▸ **Your goal**
Where does the string "each" occur in the records below? Copy every line that holds it.

▸ **Extracted data**
=== Section Start ===

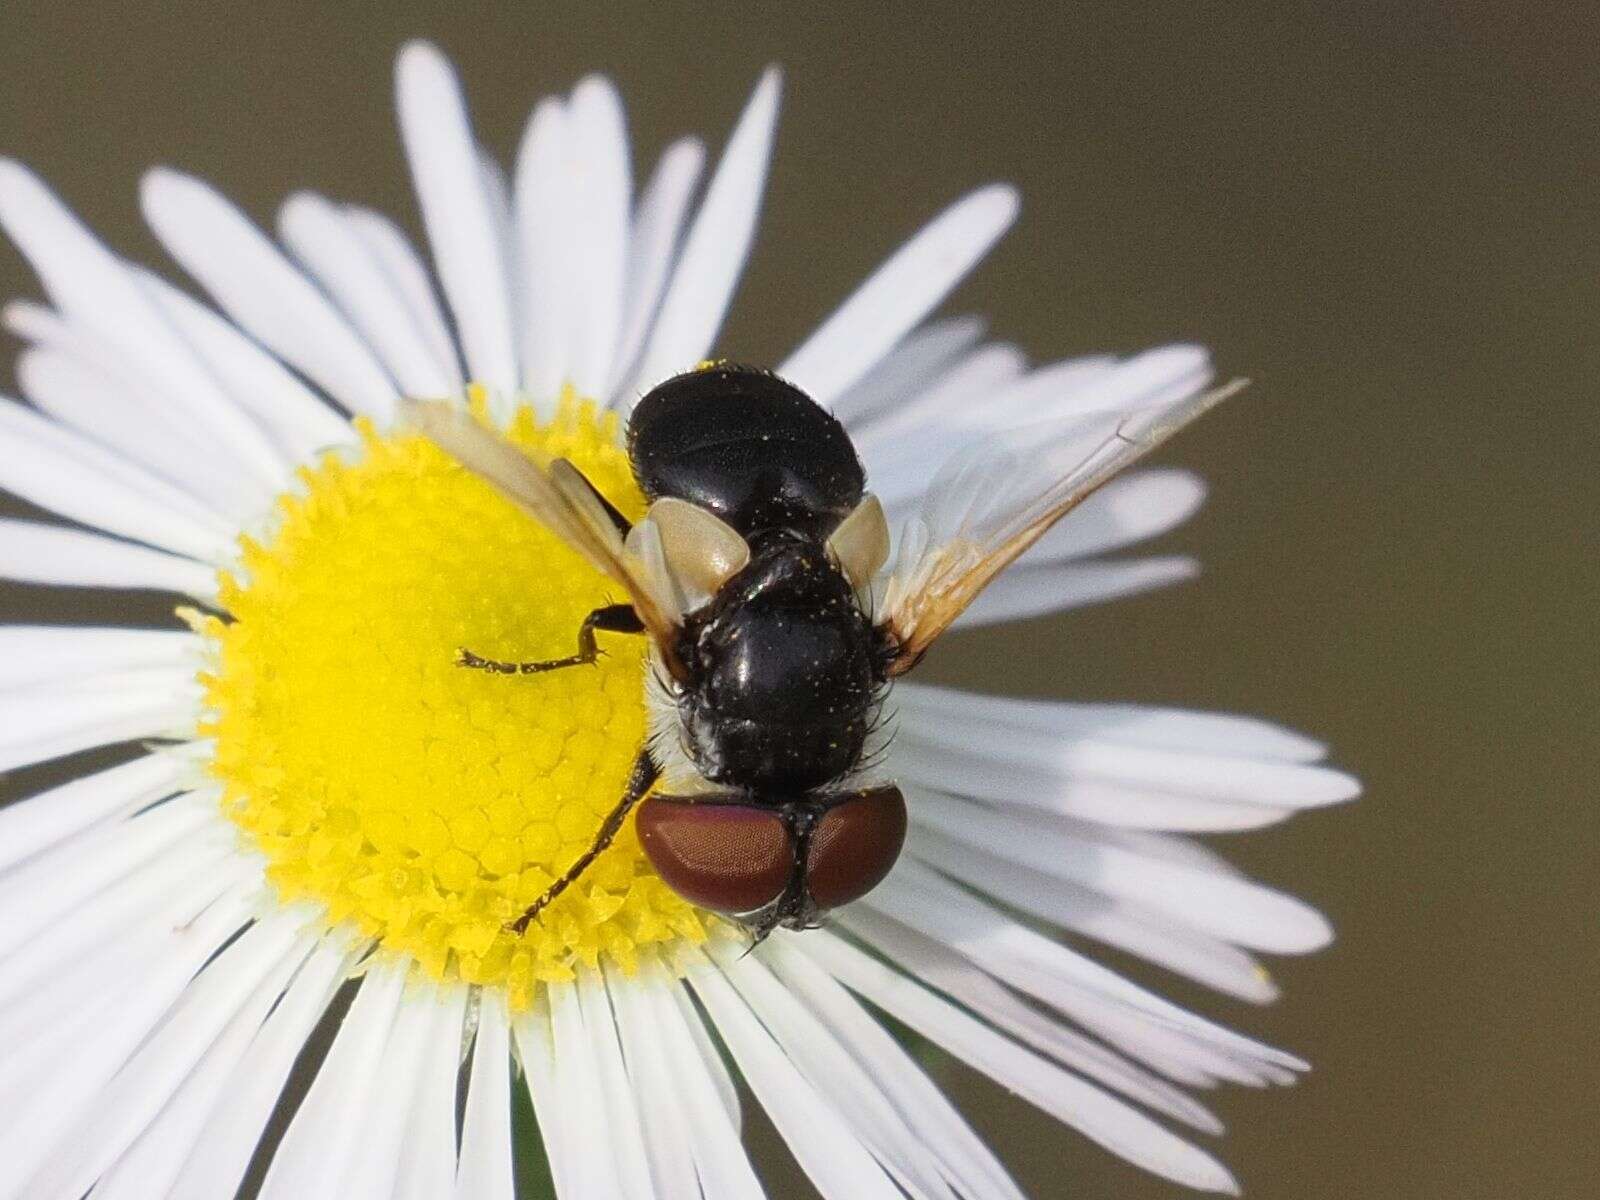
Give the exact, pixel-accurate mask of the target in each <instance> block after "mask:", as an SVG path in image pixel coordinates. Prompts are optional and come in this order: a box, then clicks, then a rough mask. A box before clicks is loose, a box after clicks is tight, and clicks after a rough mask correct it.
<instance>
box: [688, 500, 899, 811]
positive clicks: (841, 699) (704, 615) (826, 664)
mask: <svg viewBox="0 0 1600 1200" xmlns="http://www.w3.org/2000/svg"><path fill="white" fill-rule="evenodd" d="M750 549H752V558H750V563H749V566H746V568H744V571H741V573H739V574H736V576H734V578H733V579H730V581H728V582H726V584H725V586H723V590H722V592H720V594H718V595H717V600H715V602H714V603H712V605H710V606H709V608H707V610H706V611H704V613H701V614H698V616H696V618H693V619H691V621H690V624H688V626H686V627H685V630H683V634H685V638H683V640H685V654H683V659H685V662H686V664H688V667H690V672H691V674H693V677H694V680H696V686H694V688H691V690H690V691H688V693H686V696H685V702H683V704H682V706H680V710H682V714H683V726H685V734H686V736H688V741H690V750H691V755H693V757H694V760H696V763H698V765H699V768H701V771H702V774H706V778H707V779H710V781H714V782H720V784H726V786H734V787H744V789H750V790H755V792H763V794H774V795H781V797H792V795H800V794H803V792H808V790H811V789H814V787H821V786H824V784H829V782H832V781H835V779H838V778H840V776H845V774H848V773H850V771H851V770H854V768H856V766H858V763H859V762H861V754H862V747H864V744H866V738H867V731H869V725H870V720H872V709H874V702H875V698H877V691H878V688H880V686H882V683H883V674H882V651H880V648H878V640H880V638H878V634H877V632H875V630H874V629H872V626H870V622H869V621H867V618H866V614H864V613H862V611H861V608H859V606H858V605H856V598H854V595H853V592H851V589H850V584H848V581H846V579H845V578H843V576H842V574H840V573H838V568H835V566H834V563H832V562H829V558H827V554H826V550H824V549H822V547H821V546H818V544H816V542H811V541H806V539H802V538H798V536H795V534H792V533H787V531H766V533H765V534H763V536H757V539H755V542H754V544H752V547H750Z"/></svg>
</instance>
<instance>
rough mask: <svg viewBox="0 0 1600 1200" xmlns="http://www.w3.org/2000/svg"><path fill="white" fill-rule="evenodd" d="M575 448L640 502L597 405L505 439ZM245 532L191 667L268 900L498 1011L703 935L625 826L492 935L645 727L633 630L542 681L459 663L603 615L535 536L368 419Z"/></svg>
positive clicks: (520, 905) (537, 532)
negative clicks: (205, 661) (270, 529)
mask: <svg viewBox="0 0 1600 1200" xmlns="http://www.w3.org/2000/svg"><path fill="white" fill-rule="evenodd" d="M507 435H509V437H510V440H512V442H515V443H517V445H520V446H525V448H530V450H534V451H538V453H541V454H546V456H563V458H570V459H571V461H573V462H574V464H578V467H581V469H582V470H584V474H586V475H589V478H590V480H594V483H595V485H597V486H598V488H600V491H603V493H605V494H606V496H610V498H611V499H613V501H614V502H616V504H618V507H619V509H622V512H626V514H629V515H630V517H638V515H640V512H642V510H643V498H642V496H640V493H638V488H637V486H635V483H634V478H632V472H630V469H629V462H627V456H626V454H624V451H622V450H621V446H619V442H618V419H616V416H614V414H605V416H597V413H595V408H594V405H589V403H582V405H579V403H576V402H574V400H573V398H571V397H568V398H566V400H565V402H563V403H562V408H560V411H558V414H557V416H555V419H554V421H552V422H550V424H546V426H539V424H536V422H534V419H533V418H531V416H530V414H528V413H526V411H523V413H522V414H518V418H517V421H515V422H514V426H512V429H510V430H509V434H507ZM301 482H302V485H304V490H302V491H301V493H296V494H286V496H283V498H282V499H280V501H278V510H277V514H275V530H274V533H272V534H270V536H267V538H264V539H261V541H258V539H253V538H243V539H242V557H240V565H238V568H237V570H235V571H234V573H227V574H224V578H222V605H224V608H226V610H227V613H229V616H230V619H219V618H208V619H205V621H202V622H200V627H202V629H203V630H205V632H206V634H208V635H210V637H211V638H214V651H216V654H214V662H213V666H211V667H210V669H208V672H206V674H205V675H203V683H205V690H206V701H208V709H210V715H208V718H206V722H205V725H203V733H206V734H210V736H211V738H213V739H214V757H213V763H211V768H213V771H214V774H216V778H218V779H219V781H221V782H222V787H224V808H226V811H227V814H229V816H230V818H232V819H234V821H235V822H237V824H238V827H240V829H243V830H245V834H246V835H248V837H250V838H251V840H253V843H254V845H256V846H259V850H261V851H262V853H264V854H266V858H267V861H269V864H270V866H269V877H270V880H272V883H274V885H275V888H277V891H278V893H280V896H282V899H283V901H286V902H288V901H296V899H314V901H318V902H320V904H322V906H325V909H326V914H328V920H330V922H349V923H354V925H357V926H358V928H360V930H362V931H363V933H365V934H368V936H371V938H376V939H378V941H379V942H381V946H382V947H384V949H387V950H394V952H400V954H408V955H411V957H413V958H414V960H416V962H418V963H421V965H422V968H426V970H427V971H429V973H430V974H432V976H435V978H454V979H464V981H467V982H475V984H494V986H504V987H506V989H507V994H509V997H510V1002H512V1005H514V1006H518V1008H520V1006H525V1005H528V1003H530V1002H531V1000H533V997H534V994H536V992H538V989H539V986H541V984H542V982H552V981H565V979H571V978H573V968H574V966H576V965H578V963H587V965H594V963H595V962H597V958H598V957H600V955H602V954H608V955H611V957H613V958H614V960H616V962H619V963H621V965H622V966H624V968H632V963H634V962H635V958H637V955H638V952H640V949H642V947H646V946H651V944H659V942H672V941H678V939H694V941H698V939H701V938H702V936H704V926H702V923H701V918H699V915H698V914H696V910H694V909H693V907H691V906H690V904H688V902H685V901H683V899H680V898H678V896H677V894H674V893H672V891H670V890H669V888H667V886H666V885H664V883H662V882H661V880H659V878H658V877H656V875H654V874H653V872H651V869H650V864H648V862H646V859H645V858H643V854H642V851H640V846H638V840H637V837H635V834H634V829H632V824H629V826H626V827H624V830H622V832H621V834H619V835H618V838H616V842H614V843H613V846H611V848H610V850H608V851H606V853H605V854H602V856H600V859H598V861H597V862H595V864H594V867H592V869H590V870H589V872H587V874H586V875H584V877H582V878H581V880H579V882H578V883H576V885H573V886H571V888H570V890H568V891H566V893H565V894H563V896H560V898H558V899H557V901H555V902H554V904H550V906H549V907H547V909H546V910H544V912H542V914H541V918H539V920H536V922H533V923H531V925H530V926H528V930H526V933H525V934H515V933H512V931H510V930H509V928H507V923H509V922H514V920H515V918H517V917H518V915H522V912H523V910H525V909H526V907H528V904H530V902H533V901H534V899H536V898H538V896H539V894H541V893H542V891H544V890H546V888H547V886H549V885H550V882H552V880H554V878H557V877H558V875H560V874H562V872H563V870H565V869H566V867H568V866H570V864H571V862H573V861H574V859H576V858H578V856H579V854H581V853H582V851H584V850H586V848H587V846H589V843H590V840H592V838H594V835H595V832H597V830H598V827H600V822H602V819H603V818H605V814H606V813H608V811H610V810H611V808H613V805H616V802H618V798H619V797H621V794H622V784H624V781H626V778H627V773H629V766H630V765H632V758H634V755H635V752H637V750H638V747H640V744H642V741H643V733H645V712H643V686H645V662H643V643H642V638H630V637H616V635H606V634H602V635H600V637H602V643H603V650H605V656H603V658H602V659H600V662H598V664H595V666H578V667H570V669H565V670H554V672H549V674H542V675H512V677H507V675H496V674H486V672H482V670H469V669H464V667H459V666H456V653H458V651H459V650H461V648H470V650H472V651H475V653H478V654H483V656H486V658H498V659H550V658H563V656H566V654H571V653H573V650H574V648H576V634H578V626H579V622H581V621H582V619H584V616H586V614H587V613H589V611H590V610H592V608H595V606H598V605H603V603H608V602H614V600H616V598H618V597H616V595H614V589H613V592H610V594H608V587H606V581H605V579H603V576H600V574H598V573H597V571H595V570H594V568H592V566H589V565H587V563H586V562H584V560H582V558H581V557H579V555H578V554H574V552H573V550H571V549H568V547H566V546H565V544H563V542H560V541H558V539H557V538H555V536H554V534H552V533H549V531H547V530H544V528H542V526H541V525H538V523H536V522H533V520H531V518H530V517H526V515H525V514H522V512H520V510H518V509H517V507H514V506H512V504H509V502H507V501H506V499H502V498H501V496H499V494H498V493H494V491H493V490H491V488H490V486H488V485H485V483H483V482H482V480H478V478H477V477H474V475H470V474H469V472H467V470H464V469H462V467H461V466H458V464H456V462H454V461H453V459H450V458H446V456H445V454H443V453H442V451H440V450H437V448H435V446H434V445H432V443H429V442H426V440H422V438H421V437H418V435H414V434H397V435H378V434H374V432H373V430H371V429H370V427H363V429H362V448H360V451H358V453H357V454H346V456H342V458H341V456H338V454H328V456H325V458H323V459H322V461H320V462H318V464H317V466H314V467H307V469H304V470H302V472H301Z"/></svg>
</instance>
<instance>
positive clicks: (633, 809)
mask: <svg viewBox="0 0 1600 1200" xmlns="http://www.w3.org/2000/svg"><path fill="white" fill-rule="evenodd" d="M658 774H659V771H658V770H656V765H654V763H653V762H651V760H650V754H648V752H645V750H640V752H638V757H637V758H635V760H634V770H632V771H630V773H629V776H627V787H626V789H624V790H622V798H621V800H618V802H616V808H613V810H611V811H610V813H608V814H606V819H605V822H602V826H600V832H598V834H595V840H594V842H592V843H590V845H589V850H586V851H584V853H582V854H579V856H578V861H576V862H573V866H570V867H568V869H566V870H565V872H563V874H562V877H560V878H558V880H555V883H552V885H550V886H549V888H546V890H544V894H542V896H539V899H536V901H534V902H533V904H530V906H528V910H526V912H525V914H522V917H518V918H517V920H514V922H512V923H510V925H507V926H506V928H507V930H510V931H512V933H515V934H522V933H526V931H528V925H531V923H533V920H534V918H536V917H538V915H539V914H541V912H542V910H544V909H546V907H547V906H549V904H550V901H554V899H555V898H557V896H560V894H562V893H563V891H566V888H570V886H571V885H573V883H576V882H578V877H579V875H582V874H584V872H586V870H589V864H590V862H594V861H595V859H597V858H600V854H602V853H603V851H605V848H606V846H610V845H611V838H614V837H616V834H618V830H619V829H621V827H622V822H624V821H627V814H629V813H632V811H634V805H637V803H638V802H640V800H643V798H645V792H648V790H650V786H651V784H654V782H656V776H658Z"/></svg>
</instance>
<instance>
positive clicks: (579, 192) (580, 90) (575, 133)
mask: <svg viewBox="0 0 1600 1200" xmlns="http://www.w3.org/2000/svg"><path fill="white" fill-rule="evenodd" d="M570 110H571V133H573V136H571V138H570V139H568V144H566V149H568V152H570V154H573V155H574V158H573V162H571V166H570V170H576V173H578V181H579V186H578V198H579V205H578V213H576V218H578V221H576V226H574V227H573V229H571V232H570V235H571V237H573V242H574V245H576V246H579V248H581V254H582V256H581V259H579V261H581V262H582V272H581V275H579V286H581V291H579V296H578V299H579V301H581V306H582V312H581V315H579V318H578V328H576V339H574V347H573V350H574V355H573V373H571V374H573V379H571V382H573V387H576V389H578V394H579V395H587V397H598V395H603V390H605V386H606V382H608V381H610V378H611V366H613V358H614V355H616V346H618V334H619V333H621V323H622V288H624V285H626V282H627V280H626V272H627V238H629V205H630V200H632V187H634V182H632V168H630V165H629V149H627V125H626V118H624V115H622V99H621V96H618V94H616V88H614V86H613V85H611V80H608V78H605V77H602V75H589V77H587V78H584V80H582V82H581V83H579V85H578V86H576V88H573V98H571V109H570Z"/></svg>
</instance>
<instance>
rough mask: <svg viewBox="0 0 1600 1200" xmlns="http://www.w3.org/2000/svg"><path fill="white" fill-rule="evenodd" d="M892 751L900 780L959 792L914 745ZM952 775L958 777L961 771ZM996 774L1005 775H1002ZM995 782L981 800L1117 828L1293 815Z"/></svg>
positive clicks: (1120, 787)
mask: <svg viewBox="0 0 1600 1200" xmlns="http://www.w3.org/2000/svg"><path fill="white" fill-rule="evenodd" d="M891 754H893V755H894V758H893V762H894V765H896V770H898V771H899V773H901V776H902V779H906V781H907V782H909V781H910V779H917V781H918V787H917V792H918V794H922V792H923V790H930V792H939V794H941V795H946V797H952V795H957V792H944V790H942V789H939V787H930V786H928V784H926V781H928V779H939V781H941V784H947V786H952V787H960V784H958V782H957V778H952V774H950V773H947V771H946V770H944V768H942V766H941V765H938V763H931V762H926V760H920V754H918V750H917V749H915V747H914V746H910V744H904V746H902V744H898V742H896V744H894V746H893V749H891ZM978 770H981V771H982V770H989V768H978ZM955 774H957V776H958V774H960V771H957V773H955ZM998 774H1002V776H1003V774H1005V773H1003V771H1002V773H998ZM995 784H997V786H994V787H987V784H986V786H984V787H986V790H990V792H995V795H987V797H984V800H987V802H989V803H992V805H997V806H1000V808H1003V810H1024V811H1030V813H1035V814H1037V813H1048V814H1054V816H1062V818H1070V819H1074V821H1093V822H1094V824H1099V826H1114V827H1118V829H1157V830H1174V832H1234V830H1245V829H1266V827H1267V826H1275V824H1278V822H1280V821H1286V819H1288V818H1291V816H1293V814H1294V810H1293V808H1286V806H1285V808H1280V806H1274V805H1258V803H1243V802H1234V800H1208V798H1202V797H1194V795H1181V794H1174V792H1168V790H1160V789H1149V787H1133V786H1128V784H1122V782H1112V781H1106V779H1072V781H1064V782H1048V784H1046V782H1043V781H1038V779H1034V778H1019V779H1011V781H1006V779H1005V778H1002V779H997V781H995Z"/></svg>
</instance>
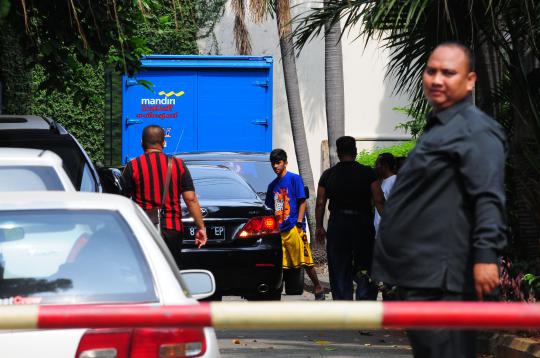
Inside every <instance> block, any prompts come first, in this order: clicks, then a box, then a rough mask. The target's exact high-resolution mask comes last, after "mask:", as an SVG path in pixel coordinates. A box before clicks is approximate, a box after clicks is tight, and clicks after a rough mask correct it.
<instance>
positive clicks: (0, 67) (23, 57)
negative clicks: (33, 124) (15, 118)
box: [0, 23, 32, 114]
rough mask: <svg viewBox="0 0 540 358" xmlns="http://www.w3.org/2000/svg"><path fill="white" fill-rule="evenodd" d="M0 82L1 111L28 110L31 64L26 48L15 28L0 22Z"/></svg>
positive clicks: (8, 113)
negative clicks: (3, 23) (1, 103)
mask: <svg viewBox="0 0 540 358" xmlns="http://www.w3.org/2000/svg"><path fill="white" fill-rule="evenodd" d="M0 26H2V35H1V36H0V53H1V54H2V56H0V82H1V83H2V108H1V110H2V113H5V114H21V113H27V112H29V107H30V103H31V101H32V93H31V85H30V83H31V75H30V69H31V64H30V61H29V59H28V58H27V49H26V47H25V44H24V42H23V41H21V38H20V36H19V35H18V33H17V31H16V29H14V28H13V27H12V26H11V25H10V24H8V23H4V24H0Z"/></svg>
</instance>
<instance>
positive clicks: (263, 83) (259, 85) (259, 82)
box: [253, 80, 270, 88]
mask: <svg viewBox="0 0 540 358" xmlns="http://www.w3.org/2000/svg"><path fill="white" fill-rule="evenodd" d="M253 84H254V85H255V86H259V87H263V88H268V87H269V86H270V81H268V80H266V81H255V82H253Z"/></svg>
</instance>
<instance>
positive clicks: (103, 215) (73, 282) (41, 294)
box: [0, 209, 157, 305]
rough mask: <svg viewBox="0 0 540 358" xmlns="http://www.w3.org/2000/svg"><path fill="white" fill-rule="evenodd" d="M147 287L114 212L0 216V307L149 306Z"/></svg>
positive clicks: (141, 260) (129, 238)
mask: <svg viewBox="0 0 540 358" xmlns="http://www.w3.org/2000/svg"><path fill="white" fill-rule="evenodd" d="M153 287H154V286H153V281H152V278H151V274H150V271H149V269H148V264H147V262H146V260H145V259H144V257H143V255H142V252H141V249H140V246H139V245H138V243H137V241H136V238H135V237H134V236H133V234H132V232H131V231H130V230H129V227H128V225H127V223H126V222H125V221H124V220H123V219H122V217H121V216H120V214H119V213H118V212H114V211H105V210H67V209H66V210H17V211H0V304H4V305H12V304H25V303H33V304H38V303H39V304H48V303H54V304H68V303H70V304H71V303H72V304H77V303H119V302H130V303H138V302H154V301H156V300H157V298H156V295H155V291H154V289H153Z"/></svg>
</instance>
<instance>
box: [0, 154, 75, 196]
mask: <svg viewBox="0 0 540 358" xmlns="http://www.w3.org/2000/svg"><path fill="white" fill-rule="evenodd" d="M44 190H58V191H75V188H74V187H73V184H72V183H71V180H70V179H69V176H68V175H67V174H66V172H65V170H64V168H63V167H62V159H60V157H59V156H58V155H56V154H55V153H54V152H51V151H49V150H41V149H27V148H0V191H2V192H5V191H44Z"/></svg>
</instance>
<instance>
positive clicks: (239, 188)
mask: <svg viewBox="0 0 540 358" xmlns="http://www.w3.org/2000/svg"><path fill="white" fill-rule="evenodd" d="M189 172H190V174H191V177H192V178H193V184H194V185H195V191H196V192H197V197H198V198H199V199H203V200H204V199H206V200H227V199H240V200H243V199H244V200H245V199H247V200H253V199H255V198H256V194H255V192H254V191H253V189H252V188H251V187H250V186H249V185H248V184H247V183H246V182H245V181H244V180H243V179H242V178H241V177H239V176H238V175H236V174H234V173H233V172H232V171H229V170H228V169H219V168H205V167H196V166H194V167H192V166H189Z"/></svg>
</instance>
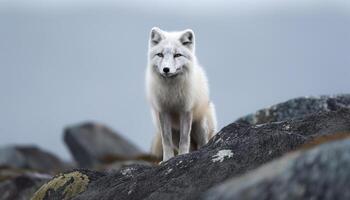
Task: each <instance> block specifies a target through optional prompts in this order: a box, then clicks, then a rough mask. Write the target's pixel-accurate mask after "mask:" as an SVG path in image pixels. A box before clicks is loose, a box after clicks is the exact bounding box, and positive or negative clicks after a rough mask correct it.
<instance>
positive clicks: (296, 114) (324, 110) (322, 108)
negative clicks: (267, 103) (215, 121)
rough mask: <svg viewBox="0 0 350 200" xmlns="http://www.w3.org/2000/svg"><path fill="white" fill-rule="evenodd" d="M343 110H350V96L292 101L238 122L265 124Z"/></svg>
mask: <svg viewBox="0 0 350 200" xmlns="http://www.w3.org/2000/svg"><path fill="white" fill-rule="evenodd" d="M341 108H350V94H344V95H335V96H319V97H300V98H296V99H291V100H289V101H286V102H283V103H279V104H276V105H273V106H271V107H269V108H265V109H261V110H259V111H257V112H256V113H254V114H249V115H247V116H244V117H241V118H239V119H238V120H237V121H236V122H239V123H245V124H251V125H256V124H264V123H269V122H278V121H285V120H289V119H293V118H298V117H303V116H306V115H309V114H312V113H316V112H324V111H335V110H338V109H341Z"/></svg>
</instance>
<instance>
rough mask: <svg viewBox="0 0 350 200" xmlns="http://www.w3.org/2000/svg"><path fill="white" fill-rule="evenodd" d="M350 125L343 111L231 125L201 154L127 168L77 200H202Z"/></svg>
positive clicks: (112, 175)
mask: <svg viewBox="0 0 350 200" xmlns="http://www.w3.org/2000/svg"><path fill="white" fill-rule="evenodd" d="M349 122H350V111H349V109H345V108H343V109H338V110H336V111H327V112H321V113H315V114H313V115H308V116H305V117H303V118H298V119H292V120H288V121H283V122H278V123H267V124H263V125H256V126H255V125H253V126H251V125H246V124H239V123H233V124H230V125H228V126H226V127H225V128H223V129H222V130H221V131H220V132H219V133H218V134H217V135H216V136H215V137H214V138H213V139H212V140H210V142H209V143H208V144H207V145H206V146H204V147H203V148H201V149H200V150H198V151H194V152H192V153H190V154H185V155H180V156H176V157H174V158H172V159H170V160H169V161H167V162H164V163H162V164H160V165H159V166H157V167H146V166H139V167H136V168H135V167H130V168H129V167H128V168H125V169H123V170H122V172H116V173H110V174H108V175H106V176H103V177H101V178H100V179H98V180H97V181H95V182H93V183H91V185H89V187H88V188H87V189H86V191H85V192H82V193H81V194H79V195H77V196H76V197H75V198H74V199H75V200H78V199H79V200H83V199H84V200H86V199H87V200H88V199H115V198H118V199H198V198H200V197H201V195H202V194H203V193H204V192H205V191H206V190H208V189H209V188H211V187H213V186H215V185H217V184H219V183H222V182H223V181H225V180H228V179H230V178H232V177H236V176H238V175H241V174H243V173H245V172H247V171H249V170H252V169H255V168H257V167H259V166H260V165H262V164H264V163H267V162H269V161H271V160H272V159H274V158H277V157H280V156H282V155H284V154H285V153H286V152H290V151H293V150H295V149H297V148H299V147H301V146H302V145H303V144H305V143H307V142H310V141H311V140H313V139H314V138H315V137H319V136H326V135H334V134H339V133H349V132H350V123H349ZM346 169H348V168H346ZM123 172H124V173H123Z"/></svg>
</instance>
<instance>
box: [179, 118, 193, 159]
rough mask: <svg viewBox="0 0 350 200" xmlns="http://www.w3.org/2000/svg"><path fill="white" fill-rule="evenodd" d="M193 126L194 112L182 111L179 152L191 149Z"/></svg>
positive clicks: (183, 153) (180, 121) (182, 153)
mask: <svg viewBox="0 0 350 200" xmlns="http://www.w3.org/2000/svg"><path fill="white" fill-rule="evenodd" d="M191 126H192V112H184V113H181V115H180V144H179V154H185V153H188V152H189V151H190V143H191V142H190V138H191V135H190V134H191Z"/></svg>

=== Section End ===

▸ **Answer section**
Give the exact, pixel-accurate mask of the target in each <instance> block after "mask:", as an SVG path in image pixel coordinates. Prompts are optional and come in this order: a box, then clicks, then a rough mask. A box before clicks is loose, a box after clicks is tight, and clicks after a rough mask correct it.
Task: each <instance> block specifies a target through optional prompts in this order: a box, then clicks, then a rough mask. Write the target's pixel-accurate mask after "mask:" as an SVG path in image pixels. A box before clicks is loose, a box after clicks is the exact bounding box, and positive or negative clicks after a rough mask correct it.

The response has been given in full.